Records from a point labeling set
-------------------------

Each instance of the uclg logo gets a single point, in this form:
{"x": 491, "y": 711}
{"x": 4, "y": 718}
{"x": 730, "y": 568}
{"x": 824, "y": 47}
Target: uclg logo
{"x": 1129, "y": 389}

-------------------------

Problem requirements:
Write out every line of the records above. Leave every line unchanged except the answer points, where you add 94 to each x and y coordinate.

Exercise answer:
Each instance of the uclg logo gets a single point, in this form:
{"x": 491, "y": 711}
{"x": 4, "y": 718}
{"x": 730, "y": 568}
{"x": 824, "y": 47}
Target: uclg logo
{"x": 1223, "y": 483}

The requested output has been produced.